### Set problem
Please lay out the full listing below as a JSON list of strings, with one string per line and blank lines skipped. Don't include the pictures in your answer.

Coordinate annotation records
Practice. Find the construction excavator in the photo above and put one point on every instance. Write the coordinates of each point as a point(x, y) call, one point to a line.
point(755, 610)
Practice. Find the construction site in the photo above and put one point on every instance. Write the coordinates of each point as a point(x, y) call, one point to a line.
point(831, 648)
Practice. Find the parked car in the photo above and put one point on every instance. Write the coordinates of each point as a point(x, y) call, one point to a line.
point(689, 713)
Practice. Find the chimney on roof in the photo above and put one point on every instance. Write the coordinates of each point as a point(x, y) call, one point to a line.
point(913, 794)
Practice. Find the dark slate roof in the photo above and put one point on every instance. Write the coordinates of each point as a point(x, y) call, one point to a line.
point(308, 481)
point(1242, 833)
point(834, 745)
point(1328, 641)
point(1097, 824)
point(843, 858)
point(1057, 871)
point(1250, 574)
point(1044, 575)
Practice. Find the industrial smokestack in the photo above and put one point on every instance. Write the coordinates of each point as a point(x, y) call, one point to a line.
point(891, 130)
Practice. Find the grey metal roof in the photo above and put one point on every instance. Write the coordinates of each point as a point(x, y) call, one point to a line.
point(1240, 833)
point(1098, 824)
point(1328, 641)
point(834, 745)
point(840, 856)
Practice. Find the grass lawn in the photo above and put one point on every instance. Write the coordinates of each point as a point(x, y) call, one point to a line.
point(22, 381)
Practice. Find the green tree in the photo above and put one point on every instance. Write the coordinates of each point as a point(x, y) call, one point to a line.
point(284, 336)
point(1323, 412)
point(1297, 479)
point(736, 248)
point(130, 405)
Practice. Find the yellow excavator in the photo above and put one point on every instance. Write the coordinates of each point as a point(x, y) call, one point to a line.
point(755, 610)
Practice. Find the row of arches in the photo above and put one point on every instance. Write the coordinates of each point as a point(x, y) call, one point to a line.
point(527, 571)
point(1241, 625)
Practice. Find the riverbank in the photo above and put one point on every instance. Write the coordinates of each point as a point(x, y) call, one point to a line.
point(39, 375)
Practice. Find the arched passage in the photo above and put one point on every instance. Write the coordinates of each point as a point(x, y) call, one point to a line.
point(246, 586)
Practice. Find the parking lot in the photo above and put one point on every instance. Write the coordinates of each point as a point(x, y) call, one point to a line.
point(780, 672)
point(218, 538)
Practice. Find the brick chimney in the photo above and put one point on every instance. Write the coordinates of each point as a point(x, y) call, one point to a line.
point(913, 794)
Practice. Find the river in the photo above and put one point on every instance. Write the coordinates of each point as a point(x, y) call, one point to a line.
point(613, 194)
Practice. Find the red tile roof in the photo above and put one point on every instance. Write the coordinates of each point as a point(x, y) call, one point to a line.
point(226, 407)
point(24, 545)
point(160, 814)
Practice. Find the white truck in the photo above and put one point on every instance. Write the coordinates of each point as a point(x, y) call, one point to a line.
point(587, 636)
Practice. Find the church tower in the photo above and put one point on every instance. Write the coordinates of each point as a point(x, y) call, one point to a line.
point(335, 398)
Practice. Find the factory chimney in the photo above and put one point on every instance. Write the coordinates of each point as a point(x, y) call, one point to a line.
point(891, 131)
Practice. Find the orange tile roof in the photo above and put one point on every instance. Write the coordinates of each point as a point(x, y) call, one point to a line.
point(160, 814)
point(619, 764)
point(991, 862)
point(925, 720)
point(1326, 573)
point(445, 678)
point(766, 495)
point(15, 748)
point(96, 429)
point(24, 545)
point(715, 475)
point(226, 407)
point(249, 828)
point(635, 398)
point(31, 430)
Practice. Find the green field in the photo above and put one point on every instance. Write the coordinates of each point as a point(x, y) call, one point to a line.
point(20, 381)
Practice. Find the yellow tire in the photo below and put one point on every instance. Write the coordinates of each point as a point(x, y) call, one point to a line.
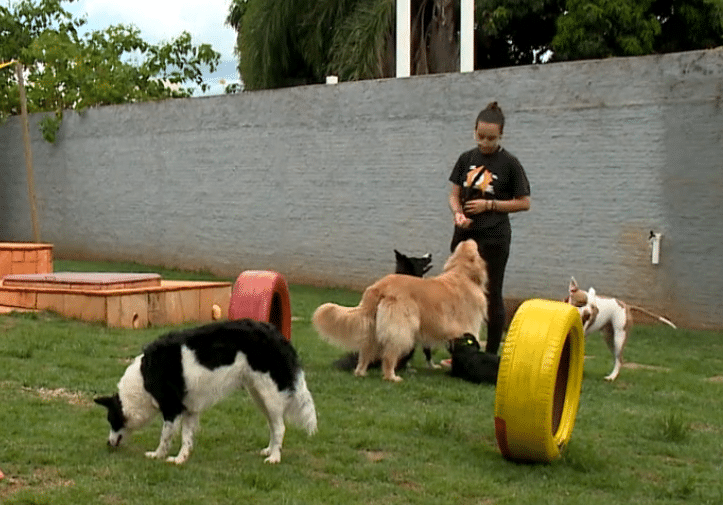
point(539, 381)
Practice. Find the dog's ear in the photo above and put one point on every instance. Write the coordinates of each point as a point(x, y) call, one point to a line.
point(573, 285)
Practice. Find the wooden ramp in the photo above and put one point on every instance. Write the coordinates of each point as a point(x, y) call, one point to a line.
point(118, 299)
point(122, 300)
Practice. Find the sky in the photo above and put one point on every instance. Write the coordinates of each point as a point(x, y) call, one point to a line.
point(163, 20)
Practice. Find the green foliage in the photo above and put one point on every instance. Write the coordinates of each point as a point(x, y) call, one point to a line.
point(65, 70)
point(603, 28)
point(289, 42)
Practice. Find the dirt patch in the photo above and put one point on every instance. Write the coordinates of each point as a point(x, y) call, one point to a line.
point(375, 456)
point(71, 397)
point(41, 479)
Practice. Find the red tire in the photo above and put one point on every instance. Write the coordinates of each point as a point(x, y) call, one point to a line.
point(262, 295)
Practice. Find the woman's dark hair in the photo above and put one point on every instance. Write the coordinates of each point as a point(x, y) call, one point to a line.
point(491, 114)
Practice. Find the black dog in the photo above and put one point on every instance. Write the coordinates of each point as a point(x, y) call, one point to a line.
point(470, 363)
point(407, 266)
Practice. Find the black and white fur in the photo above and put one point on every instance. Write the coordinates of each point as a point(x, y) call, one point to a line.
point(187, 371)
point(472, 364)
point(407, 265)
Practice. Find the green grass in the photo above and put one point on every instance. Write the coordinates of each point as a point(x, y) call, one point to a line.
point(652, 437)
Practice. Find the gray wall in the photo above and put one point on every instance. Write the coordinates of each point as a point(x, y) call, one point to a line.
point(321, 182)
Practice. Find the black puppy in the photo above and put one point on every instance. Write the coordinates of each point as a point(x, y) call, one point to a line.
point(470, 363)
point(406, 265)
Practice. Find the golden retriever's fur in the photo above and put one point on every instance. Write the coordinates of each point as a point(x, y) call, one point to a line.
point(398, 311)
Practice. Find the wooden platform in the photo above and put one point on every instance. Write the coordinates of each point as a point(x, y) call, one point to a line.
point(25, 258)
point(118, 300)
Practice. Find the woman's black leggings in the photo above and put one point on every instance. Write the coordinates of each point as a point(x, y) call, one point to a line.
point(495, 255)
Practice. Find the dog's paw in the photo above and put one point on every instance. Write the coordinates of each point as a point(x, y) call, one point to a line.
point(177, 460)
point(273, 456)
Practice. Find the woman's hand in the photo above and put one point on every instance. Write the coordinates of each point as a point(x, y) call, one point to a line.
point(461, 220)
point(478, 206)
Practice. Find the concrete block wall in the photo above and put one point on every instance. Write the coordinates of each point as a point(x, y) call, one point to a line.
point(321, 182)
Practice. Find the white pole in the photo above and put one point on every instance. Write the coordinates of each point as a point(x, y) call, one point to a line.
point(466, 37)
point(404, 35)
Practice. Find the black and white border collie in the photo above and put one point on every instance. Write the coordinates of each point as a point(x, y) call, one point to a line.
point(187, 371)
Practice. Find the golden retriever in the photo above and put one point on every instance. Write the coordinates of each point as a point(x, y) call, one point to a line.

### Reply
[
  "Practice. Find the construction excavator in the photo above and put one point on every instance. Write the coordinates of each point as a point(x, y) call, one point to a line.",
  "point(755, 610)",
  "Practice. Find the construction site in the photo above and put one point on every instance. Write the coordinates of each point as a point(x, y) call, one point to a line.",
  "point(831, 648)",
  "Practice. Find the parked car in the photo above and put one point on every instance. Write the coordinates of each point as a point(x, y) call, one point to a line.",
  "point(689, 713)",
  "Practice. Find the chimney on roof in the photo above and put one point on every instance. Write the coordinates of each point as a point(x, y) call, one point to a line.",
  "point(913, 794)",
  "Practice. Find the dark slate roof in the photo above and put one point on every instance. Write the coordinates of each point as a point(x, y) call, one point to a line.",
  "point(308, 481)",
  "point(1242, 833)",
  "point(834, 745)",
  "point(1328, 641)",
  "point(1097, 824)",
  "point(843, 858)",
  "point(1057, 871)",
  "point(1250, 574)",
  "point(1044, 575)",
  "Practice. Find the industrial smokestack in the photo above and put one point on every instance. Write the coordinates of each point as a point(x, y) call, one point to a line.",
  "point(891, 130)",
  "Practice. Find the grey metal roof in the photo above and put one point on every instance. Write the coordinates of each point as a point(x, y) call, one point to a line.",
  "point(1240, 833)",
  "point(1098, 824)",
  "point(1328, 641)",
  "point(834, 745)",
  "point(840, 856)",
  "Practice. Find the grass lawn in the photo above and put one point on every instance. Write the coordinates of each point as a point(x, y) call, one point to a line.",
  "point(22, 381)",
  "Practice. Find the green tree in the photo above and put one point on every instance. Write the coordinates of each point as a point(x, y) call, one point to a line.",
  "point(284, 336)",
  "point(1323, 412)",
  "point(1297, 479)",
  "point(736, 248)",
  "point(130, 405)",
  "Practice. Find the yellow excavator in the photo above and put one point on every instance. Write the coordinates of each point as a point(x, y) call, one point to a line.",
  "point(755, 610)",
  "Practice. Find the row of arches in the photo above and put one point on every instance. Write the coordinates of each point as a point(x, y) call, one point to a line.",
  "point(527, 571)",
  "point(1241, 625)",
  "Practice. Find the riverbank in the photo above and put one point on every instance. Write the coordinates of each point as a point(x, y) call, one point to a line.",
  "point(39, 375)",
  "Practice. Find the arched passage in the photo above and put one point on every instance. Write the coordinates of each point as a point(x, y) call, one point to a line.",
  "point(246, 586)",
  "Practice. Find the parking lot in the photo above and put one point on every instance. Write the coordinates of each point as a point(x, y) call, one point to a line.",
  "point(780, 672)",
  "point(218, 538)",
  "Practice. Find the brick chimney in the photo above and put one point on every instance. Write the coordinates of each point as a point(x, y) call, one point to a line.",
  "point(913, 794)",
  "Practice. Find the river in the photo above and put one point on every instance. Write the coordinates of each point as a point(x, y) call, one point to a line.",
  "point(613, 194)",
  "Practice. Find the red tile roof in the photo above and put one point on every instance. Write the coordinates of each point as a point(x, y) call, one point to a line.",
  "point(226, 407)",
  "point(24, 545)",
  "point(160, 814)",
  "Practice. Find the white truck in the photo above and put one point on every instance. Write the coordinates of each point as a point(x, y) call, one point to a line.",
  "point(587, 636)",
  "Practice. Find the church tower in the photo above and put one point on every instance. Write the coordinates of each point as a point(x, y) call, one point to a line.",
  "point(335, 398)",
  "Practice. Find the factory chimney in the photo above and put one point on every instance. Write the coordinates of each point as a point(x, y) call, one point to a line.",
  "point(891, 131)",
  "Practice. Find the orange tile roof in the photo above and put one point on every instance. Write the coordinates of each point as a point(x, y) call, one point to a line.",
  "point(160, 814)",
  "point(619, 764)",
  "point(991, 862)",
  "point(925, 720)",
  "point(1326, 573)",
  "point(445, 678)",
  "point(766, 495)",
  "point(15, 748)",
  "point(96, 429)",
  "point(24, 545)",
  "point(715, 475)",
  "point(226, 407)",
  "point(249, 828)",
  "point(635, 398)",
  "point(31, 430)",
  "Practice. Find the green field in the photo above and put one point on every instance. Write the coordinates of each point as a point(x, y) call, one point to a line.",
  "point(20, 381)",
  "Practice. Find the yellow tire in the photo below and put one point on every instance. Write the coordinates of each point as a point(x, y) call, one point to a line.",
  "point(539, 381)",
  "Practice. Find the dog's ear in the photo above and put one point on every instance. Write the coordinates of each point as a point(x, y) call, one point to a line.",
  "point(573, 285)",
  "Practice. Find the wooden ramp in the photo above and put one point on every instance. Write the coordinates of each point as a point(x, y) call, one point to a line.",
  "point(118, 299)",
  "point(122, 300)",
  "Practice. Find the sky in the photo above and put one point on every instance. Write the coordinates of each point as a point(x, y) call, one point to a line.",
  "point(163, 20)",
  "Practice. Find the green foliage in the photo above and put one point on every instance. Write the coordinates of each point as a point(x, y) call, one point to a line.",
  "point(65, 70)",
  "point(603, 28)",
  "point(289, 42)",
  "Practice. Find the dirt patch in the photo above and put one point on every instance. Write the coordinates of each point as a point(x, y) call, one point to a line.",
  "point(375, 456)",
  "point(71, 397)",
  "point(41, 479)",
  "Practice. Find the red tire in the photo above and put one point on every instance. Write the coordinates of each point as a point(x, y) call, one point to a line.",
  "point(262, 295)",
  "Practice. Find the woman's dark hair in the photo above and put one point on every instance. Write the coordinates of each point as a point(x, y) call, one point to a line.",
  "point(491, 114)",
  "Practice. Find the black dog in the photo above and put one point on every instance. Write the coordinates of each point as a point(x, y) call, one point to a line.",
  "point(470, 363)",
  "point(407, 266)",
  "Practice. Find the black and white fur in the photo above and put one point on every instance. Write the coordinates of each point as a point(x, y) call, one point to a line.",
  "point(187, 371)",
  "point(472, 364)",
  "point(407, 265)",
  "Practice. Find the green grass in the photo above and put one point on every instance. Write the coordinates of each point as a point(x, y) call, one point to a line.",
  "point(652, 437)",
  "Practice. Find the gray wall in the photo above and put one point on every instance. Write the coordinates of each point as a point(x, y) call, one point to a line.",
  "point(321, 182)",
  "Practice. Find the black puppy in the photo above and put one point on every instance. Write the coordinates of each point as a point(x, y) call, one point to a line.",
  "point(470, 363)",
  "point(406, 265)",
  "Practice. Find the golden retriever's fur in the photo above and put one point on every instance. Write the coordinates of each point as a point(x, y) call, one point to a line.",
  "point(398, 311)",
  "Practice. Find the wooden platform in the photo above and put one point on every instance. Write the coordinates of each point as a point(x, y) call, one point to a line.",
  "point(25, 258)",
  "point(118, 300)",
  "Practice. Find the woman's black leggings in the photo above and put one point on every instance. Write the coordinates of each point as a point(x, y) call, one point to a line.",
  "point(495, 255)",
  "Practice. Find the dog's paw in the photo above and put one point on every instance. Write the coordinates of each point as a point(x, y) call, one point to a line.",
  "point(177, 460)",
  "point(273, 456)",
  "Practice. Find the woman's hand in the photo above and put one point on every instance. Write the coordinates of each point as a point(x, y) call, one point to a line.",
  "point(461, 220)",
  "point(478, 206)",
  "Practice. Find the concrete block wall in the photo above and put one point on every instance. Write the coordinates of each point as a point(x, y) call, one point to a line.",
  "point(321, 182)",
  "Practice. Find the white pole in the photo above and put one point on every instance. Write the coordinates of each point as a point(x, y) call, one point to a line.",
  "point(466, 37)",
  "point(404, 35)",
  "Practice. Find the black and white border collie in the photo above and put one point on every instance. Write the coordinates of each point as a point(x, y) call, one point to a line.",
  "point(187, 371)",
  "Practice. Find the golden retriever in the photo above and put one point on every instance. Write the coordinates of each point as a point(x, y) call, one point to a line."
]